§ What you are asked to do
Rewrite the material below from its start through the line that contains "[368,263,600,400]", including every request, and scale each box coordinate in the answers by 0.85, rounding to whole numbers with halves rounded up. Give only those lines.

(Excerpt from a dataset)
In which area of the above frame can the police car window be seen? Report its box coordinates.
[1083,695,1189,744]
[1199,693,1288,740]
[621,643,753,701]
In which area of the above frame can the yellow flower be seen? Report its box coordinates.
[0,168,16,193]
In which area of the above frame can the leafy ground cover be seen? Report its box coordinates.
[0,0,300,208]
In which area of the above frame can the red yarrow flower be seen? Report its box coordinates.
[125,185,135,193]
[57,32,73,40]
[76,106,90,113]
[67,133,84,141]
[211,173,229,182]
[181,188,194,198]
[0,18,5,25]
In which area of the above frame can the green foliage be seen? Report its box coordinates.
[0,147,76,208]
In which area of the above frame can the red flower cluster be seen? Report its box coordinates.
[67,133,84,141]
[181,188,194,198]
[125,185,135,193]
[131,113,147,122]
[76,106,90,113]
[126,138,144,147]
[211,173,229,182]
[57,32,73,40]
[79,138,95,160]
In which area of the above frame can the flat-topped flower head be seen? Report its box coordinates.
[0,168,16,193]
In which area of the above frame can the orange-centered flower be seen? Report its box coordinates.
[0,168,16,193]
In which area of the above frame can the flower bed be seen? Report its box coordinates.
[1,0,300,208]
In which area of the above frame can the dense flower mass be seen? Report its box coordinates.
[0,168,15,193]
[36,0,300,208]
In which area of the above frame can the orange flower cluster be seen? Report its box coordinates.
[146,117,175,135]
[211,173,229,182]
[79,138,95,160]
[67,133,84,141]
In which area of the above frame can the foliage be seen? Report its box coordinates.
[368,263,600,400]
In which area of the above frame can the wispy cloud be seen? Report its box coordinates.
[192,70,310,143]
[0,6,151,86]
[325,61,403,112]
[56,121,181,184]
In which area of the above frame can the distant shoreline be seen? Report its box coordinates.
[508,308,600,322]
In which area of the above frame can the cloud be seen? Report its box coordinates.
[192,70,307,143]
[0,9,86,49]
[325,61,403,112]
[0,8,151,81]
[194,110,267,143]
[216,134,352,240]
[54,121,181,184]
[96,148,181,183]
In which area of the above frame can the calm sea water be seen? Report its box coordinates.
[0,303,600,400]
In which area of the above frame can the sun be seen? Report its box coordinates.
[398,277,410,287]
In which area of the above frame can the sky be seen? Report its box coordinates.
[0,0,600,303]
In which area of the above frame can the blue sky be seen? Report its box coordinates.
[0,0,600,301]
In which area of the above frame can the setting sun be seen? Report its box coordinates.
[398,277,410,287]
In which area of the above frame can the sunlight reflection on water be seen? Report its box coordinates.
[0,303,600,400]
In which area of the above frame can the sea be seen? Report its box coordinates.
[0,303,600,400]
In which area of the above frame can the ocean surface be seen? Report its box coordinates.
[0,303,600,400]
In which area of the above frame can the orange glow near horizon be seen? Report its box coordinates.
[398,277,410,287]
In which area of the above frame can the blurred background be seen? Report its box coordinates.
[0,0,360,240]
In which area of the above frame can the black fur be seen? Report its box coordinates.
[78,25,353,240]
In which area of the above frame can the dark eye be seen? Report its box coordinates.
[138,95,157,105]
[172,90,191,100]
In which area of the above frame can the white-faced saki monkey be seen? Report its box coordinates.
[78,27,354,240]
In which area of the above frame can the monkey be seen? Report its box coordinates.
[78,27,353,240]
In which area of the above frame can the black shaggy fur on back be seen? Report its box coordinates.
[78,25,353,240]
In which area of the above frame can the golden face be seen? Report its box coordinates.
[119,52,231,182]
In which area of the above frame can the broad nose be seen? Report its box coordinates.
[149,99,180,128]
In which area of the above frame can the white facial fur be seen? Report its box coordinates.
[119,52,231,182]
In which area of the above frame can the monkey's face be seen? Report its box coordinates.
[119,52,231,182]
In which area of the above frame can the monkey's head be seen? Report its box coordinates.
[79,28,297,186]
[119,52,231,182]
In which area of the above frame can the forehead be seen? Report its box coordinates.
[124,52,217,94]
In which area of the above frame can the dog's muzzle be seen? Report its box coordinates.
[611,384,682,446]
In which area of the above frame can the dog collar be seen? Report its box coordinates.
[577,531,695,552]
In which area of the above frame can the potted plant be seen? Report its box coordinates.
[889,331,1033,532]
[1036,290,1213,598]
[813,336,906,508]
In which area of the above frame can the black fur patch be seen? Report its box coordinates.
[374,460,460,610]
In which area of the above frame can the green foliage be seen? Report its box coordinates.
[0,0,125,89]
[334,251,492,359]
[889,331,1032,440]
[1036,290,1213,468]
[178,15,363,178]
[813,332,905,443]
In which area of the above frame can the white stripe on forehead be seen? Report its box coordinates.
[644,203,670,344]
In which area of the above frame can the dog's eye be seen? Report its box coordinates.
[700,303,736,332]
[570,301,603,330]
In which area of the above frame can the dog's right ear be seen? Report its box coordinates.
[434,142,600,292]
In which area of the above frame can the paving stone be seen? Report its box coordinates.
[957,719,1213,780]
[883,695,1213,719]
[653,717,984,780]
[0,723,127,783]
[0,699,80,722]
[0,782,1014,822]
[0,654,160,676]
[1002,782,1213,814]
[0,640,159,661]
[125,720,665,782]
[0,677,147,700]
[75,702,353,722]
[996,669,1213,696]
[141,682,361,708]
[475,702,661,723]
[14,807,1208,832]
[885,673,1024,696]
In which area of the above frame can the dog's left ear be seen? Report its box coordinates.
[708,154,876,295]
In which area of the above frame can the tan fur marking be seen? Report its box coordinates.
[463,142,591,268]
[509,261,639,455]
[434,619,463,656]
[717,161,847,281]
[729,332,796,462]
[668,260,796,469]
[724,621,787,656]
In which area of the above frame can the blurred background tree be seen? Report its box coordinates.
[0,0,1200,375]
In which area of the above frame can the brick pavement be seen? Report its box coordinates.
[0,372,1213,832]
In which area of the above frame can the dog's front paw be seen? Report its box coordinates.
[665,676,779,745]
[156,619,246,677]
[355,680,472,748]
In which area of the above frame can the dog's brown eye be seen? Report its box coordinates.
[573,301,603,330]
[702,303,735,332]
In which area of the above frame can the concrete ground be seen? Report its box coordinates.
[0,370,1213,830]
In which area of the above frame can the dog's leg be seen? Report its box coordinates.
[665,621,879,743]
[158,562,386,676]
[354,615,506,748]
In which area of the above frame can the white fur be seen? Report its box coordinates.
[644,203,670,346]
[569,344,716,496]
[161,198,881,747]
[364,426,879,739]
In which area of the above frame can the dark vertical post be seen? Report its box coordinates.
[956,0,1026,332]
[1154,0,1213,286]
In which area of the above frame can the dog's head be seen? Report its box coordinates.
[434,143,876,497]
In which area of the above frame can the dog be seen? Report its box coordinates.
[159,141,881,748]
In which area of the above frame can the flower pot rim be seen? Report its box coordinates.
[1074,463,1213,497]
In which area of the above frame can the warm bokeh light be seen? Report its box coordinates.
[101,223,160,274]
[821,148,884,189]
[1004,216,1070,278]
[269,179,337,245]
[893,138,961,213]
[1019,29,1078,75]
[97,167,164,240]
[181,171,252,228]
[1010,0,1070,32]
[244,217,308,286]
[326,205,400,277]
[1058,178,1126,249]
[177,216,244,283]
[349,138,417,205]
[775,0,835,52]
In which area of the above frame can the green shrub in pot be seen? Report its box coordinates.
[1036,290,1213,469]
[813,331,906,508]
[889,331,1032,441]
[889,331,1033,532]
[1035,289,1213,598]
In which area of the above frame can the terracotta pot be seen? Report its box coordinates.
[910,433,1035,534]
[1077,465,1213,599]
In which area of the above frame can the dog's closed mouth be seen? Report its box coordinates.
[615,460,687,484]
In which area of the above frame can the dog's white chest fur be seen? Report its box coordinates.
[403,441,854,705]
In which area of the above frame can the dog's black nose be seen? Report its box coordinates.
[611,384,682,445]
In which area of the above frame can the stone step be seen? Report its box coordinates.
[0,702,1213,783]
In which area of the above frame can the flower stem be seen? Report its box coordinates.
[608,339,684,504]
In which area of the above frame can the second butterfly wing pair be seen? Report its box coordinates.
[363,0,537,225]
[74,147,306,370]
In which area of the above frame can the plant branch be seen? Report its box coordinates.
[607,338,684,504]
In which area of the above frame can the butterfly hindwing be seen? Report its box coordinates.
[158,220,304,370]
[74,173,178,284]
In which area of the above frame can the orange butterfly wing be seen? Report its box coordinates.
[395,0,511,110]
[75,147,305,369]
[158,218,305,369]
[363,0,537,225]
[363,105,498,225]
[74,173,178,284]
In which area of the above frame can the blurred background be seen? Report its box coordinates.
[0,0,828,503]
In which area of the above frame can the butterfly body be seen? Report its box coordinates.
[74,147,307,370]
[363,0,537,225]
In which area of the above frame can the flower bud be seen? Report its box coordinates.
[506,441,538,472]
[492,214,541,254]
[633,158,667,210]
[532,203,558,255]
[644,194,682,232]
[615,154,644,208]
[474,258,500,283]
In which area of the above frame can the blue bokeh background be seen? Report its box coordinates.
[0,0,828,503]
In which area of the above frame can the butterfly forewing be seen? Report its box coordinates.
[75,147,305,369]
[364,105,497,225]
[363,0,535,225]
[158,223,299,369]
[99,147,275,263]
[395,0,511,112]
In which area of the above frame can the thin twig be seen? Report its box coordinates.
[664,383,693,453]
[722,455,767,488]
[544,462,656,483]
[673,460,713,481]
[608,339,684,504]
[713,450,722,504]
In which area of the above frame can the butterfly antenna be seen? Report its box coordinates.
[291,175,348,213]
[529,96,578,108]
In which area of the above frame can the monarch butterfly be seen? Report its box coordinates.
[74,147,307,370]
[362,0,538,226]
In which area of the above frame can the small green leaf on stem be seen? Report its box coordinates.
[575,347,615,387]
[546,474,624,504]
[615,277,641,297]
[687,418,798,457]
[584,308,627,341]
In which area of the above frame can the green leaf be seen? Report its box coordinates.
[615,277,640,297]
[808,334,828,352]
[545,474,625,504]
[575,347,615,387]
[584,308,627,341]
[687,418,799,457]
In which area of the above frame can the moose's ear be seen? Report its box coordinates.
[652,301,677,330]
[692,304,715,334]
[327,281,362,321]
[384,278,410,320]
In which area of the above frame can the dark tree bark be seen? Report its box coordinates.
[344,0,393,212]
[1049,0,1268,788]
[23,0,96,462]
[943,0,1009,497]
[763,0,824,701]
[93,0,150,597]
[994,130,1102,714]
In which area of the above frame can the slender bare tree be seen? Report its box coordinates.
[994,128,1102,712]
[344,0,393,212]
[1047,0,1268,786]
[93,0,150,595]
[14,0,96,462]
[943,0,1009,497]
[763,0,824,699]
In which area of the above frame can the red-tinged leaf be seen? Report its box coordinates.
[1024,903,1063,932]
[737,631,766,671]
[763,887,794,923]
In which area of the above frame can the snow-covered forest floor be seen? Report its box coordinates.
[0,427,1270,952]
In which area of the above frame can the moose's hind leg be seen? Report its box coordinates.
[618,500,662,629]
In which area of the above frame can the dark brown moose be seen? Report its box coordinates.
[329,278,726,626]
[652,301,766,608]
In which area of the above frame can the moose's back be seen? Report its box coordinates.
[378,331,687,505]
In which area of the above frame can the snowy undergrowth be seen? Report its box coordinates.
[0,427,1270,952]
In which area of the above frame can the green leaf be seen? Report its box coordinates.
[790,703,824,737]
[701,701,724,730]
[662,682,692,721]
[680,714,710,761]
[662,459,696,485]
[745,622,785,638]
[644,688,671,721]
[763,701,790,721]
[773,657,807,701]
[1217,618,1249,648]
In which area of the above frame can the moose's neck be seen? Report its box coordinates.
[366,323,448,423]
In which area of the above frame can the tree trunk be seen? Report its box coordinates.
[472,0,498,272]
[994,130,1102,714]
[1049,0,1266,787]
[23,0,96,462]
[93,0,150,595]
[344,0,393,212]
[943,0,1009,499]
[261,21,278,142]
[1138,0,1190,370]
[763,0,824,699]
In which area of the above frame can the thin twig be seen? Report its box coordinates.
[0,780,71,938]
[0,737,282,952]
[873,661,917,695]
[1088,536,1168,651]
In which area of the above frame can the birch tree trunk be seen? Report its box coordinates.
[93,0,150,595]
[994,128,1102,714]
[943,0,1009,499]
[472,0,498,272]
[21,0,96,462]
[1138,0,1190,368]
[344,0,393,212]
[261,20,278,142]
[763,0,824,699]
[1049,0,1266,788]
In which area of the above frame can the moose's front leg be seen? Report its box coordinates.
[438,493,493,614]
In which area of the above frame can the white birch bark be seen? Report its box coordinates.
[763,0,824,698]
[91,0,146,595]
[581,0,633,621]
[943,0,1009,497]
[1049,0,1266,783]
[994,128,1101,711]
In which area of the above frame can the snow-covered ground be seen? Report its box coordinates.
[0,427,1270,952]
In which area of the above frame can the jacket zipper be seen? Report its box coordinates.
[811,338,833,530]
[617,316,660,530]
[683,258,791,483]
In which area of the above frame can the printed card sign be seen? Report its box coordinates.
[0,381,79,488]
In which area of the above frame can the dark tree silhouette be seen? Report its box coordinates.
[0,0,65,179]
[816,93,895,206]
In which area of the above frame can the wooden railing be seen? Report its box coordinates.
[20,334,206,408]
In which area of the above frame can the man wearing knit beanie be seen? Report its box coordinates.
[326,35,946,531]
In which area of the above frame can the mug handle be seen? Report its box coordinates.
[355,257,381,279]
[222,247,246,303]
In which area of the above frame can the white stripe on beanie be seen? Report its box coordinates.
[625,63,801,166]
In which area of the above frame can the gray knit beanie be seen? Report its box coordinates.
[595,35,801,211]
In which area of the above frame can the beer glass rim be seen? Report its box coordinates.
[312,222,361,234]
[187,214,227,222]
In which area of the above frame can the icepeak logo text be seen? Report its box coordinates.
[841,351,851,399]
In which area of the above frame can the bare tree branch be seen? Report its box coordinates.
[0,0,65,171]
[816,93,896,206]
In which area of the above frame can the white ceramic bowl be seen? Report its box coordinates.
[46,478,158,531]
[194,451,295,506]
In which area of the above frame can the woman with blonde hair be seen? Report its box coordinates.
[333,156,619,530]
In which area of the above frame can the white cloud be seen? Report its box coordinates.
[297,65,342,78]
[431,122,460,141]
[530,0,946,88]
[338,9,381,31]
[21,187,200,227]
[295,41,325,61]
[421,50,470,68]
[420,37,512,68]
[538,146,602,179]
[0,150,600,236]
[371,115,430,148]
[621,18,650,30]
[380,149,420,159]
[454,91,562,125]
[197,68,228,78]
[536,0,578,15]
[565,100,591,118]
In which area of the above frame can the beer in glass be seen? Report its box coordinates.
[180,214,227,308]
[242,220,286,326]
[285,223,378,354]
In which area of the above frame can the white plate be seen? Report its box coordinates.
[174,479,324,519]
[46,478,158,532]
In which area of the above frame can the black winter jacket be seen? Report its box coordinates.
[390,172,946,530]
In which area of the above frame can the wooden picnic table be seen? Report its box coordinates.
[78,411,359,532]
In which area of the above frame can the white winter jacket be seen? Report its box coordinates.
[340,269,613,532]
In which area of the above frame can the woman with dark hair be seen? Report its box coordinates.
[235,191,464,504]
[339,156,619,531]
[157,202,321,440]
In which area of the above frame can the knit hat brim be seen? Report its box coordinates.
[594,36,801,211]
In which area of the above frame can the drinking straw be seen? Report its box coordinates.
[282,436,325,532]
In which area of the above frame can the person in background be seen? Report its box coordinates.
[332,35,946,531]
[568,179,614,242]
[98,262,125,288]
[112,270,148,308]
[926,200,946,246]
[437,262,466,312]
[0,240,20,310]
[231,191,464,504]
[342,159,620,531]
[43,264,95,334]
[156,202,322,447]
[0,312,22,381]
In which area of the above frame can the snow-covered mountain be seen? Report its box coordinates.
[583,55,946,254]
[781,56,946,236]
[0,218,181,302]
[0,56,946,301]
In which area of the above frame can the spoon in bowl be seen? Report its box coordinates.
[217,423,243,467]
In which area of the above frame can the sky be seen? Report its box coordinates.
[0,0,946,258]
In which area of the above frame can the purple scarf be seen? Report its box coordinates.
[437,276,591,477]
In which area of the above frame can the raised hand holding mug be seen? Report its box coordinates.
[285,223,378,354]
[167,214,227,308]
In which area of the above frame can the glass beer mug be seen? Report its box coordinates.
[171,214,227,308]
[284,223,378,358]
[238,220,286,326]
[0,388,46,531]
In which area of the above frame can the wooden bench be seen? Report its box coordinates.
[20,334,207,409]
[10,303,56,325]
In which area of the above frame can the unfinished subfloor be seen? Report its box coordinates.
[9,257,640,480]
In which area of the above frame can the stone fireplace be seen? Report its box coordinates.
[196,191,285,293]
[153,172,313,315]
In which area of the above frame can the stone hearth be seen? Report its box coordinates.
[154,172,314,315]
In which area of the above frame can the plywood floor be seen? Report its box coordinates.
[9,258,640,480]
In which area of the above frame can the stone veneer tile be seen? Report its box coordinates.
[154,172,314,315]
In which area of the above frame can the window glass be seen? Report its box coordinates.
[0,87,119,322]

§ Right answer
In which area of the above frame can the police car window be seen? Report its box coordinates.
[921,591,1011,632]
[1019,589,1095,629]
[528,547,640,596]
In which area of the above frame can the yellow flower be seen? Report its box coordinates.
[0,143,14,164]
In which area of the above frame can the leafy ground cover be seen? Report its box coordinates.
[0,0,255,177]
In which area of the above frame can the red yarrow flower be seen? Report its box coordinates.
[106,157,115,164]
[48,27,62,34]
[65,90,77,96]
[57,113,71,120]
[179,147,195,155]
[154,160,165,168]
[0,15,4,21]
In which area of the above frame can the green foliage be seen? Report its box coordinates.
[0,125,65,177]
In which area of the above frame can the red flower cluster be seen? Report its box coordinates.
[57,113,71,120]
[154,160,165,168]
[106,157,115,164]
[111,96,125,104]
[65,90,77,96]
[107,117,122,125]
[179,147,195,155]
[48,27,62,34]
[67,117,81,136]
In which area of the above frame can the flat-topped flower head be seen? Report its box coordinates.
[0,143,14,164]
In which area of the above frame can the orange-centered flower be seen? Report its box coordinates.
[0,143,14,164]
In which area of the above frame can the flower bed be seen? Report its box coordinates.
[1,0,255,177]
In which area of the above frame can the dense flower mass be seen? Report its box coordinates.
[0,143,13,164]
[31,0,255,177]
In which area of the above frame can the orange flower cluster be seen? Report its box coordinates.
[124,99,149,115]
[179,147,195,155]
[67,117,81,136]
[57,113,71,120]
In which area of the above frame can the foliage be seen? Report its box coordinates.
[313,224,510,340]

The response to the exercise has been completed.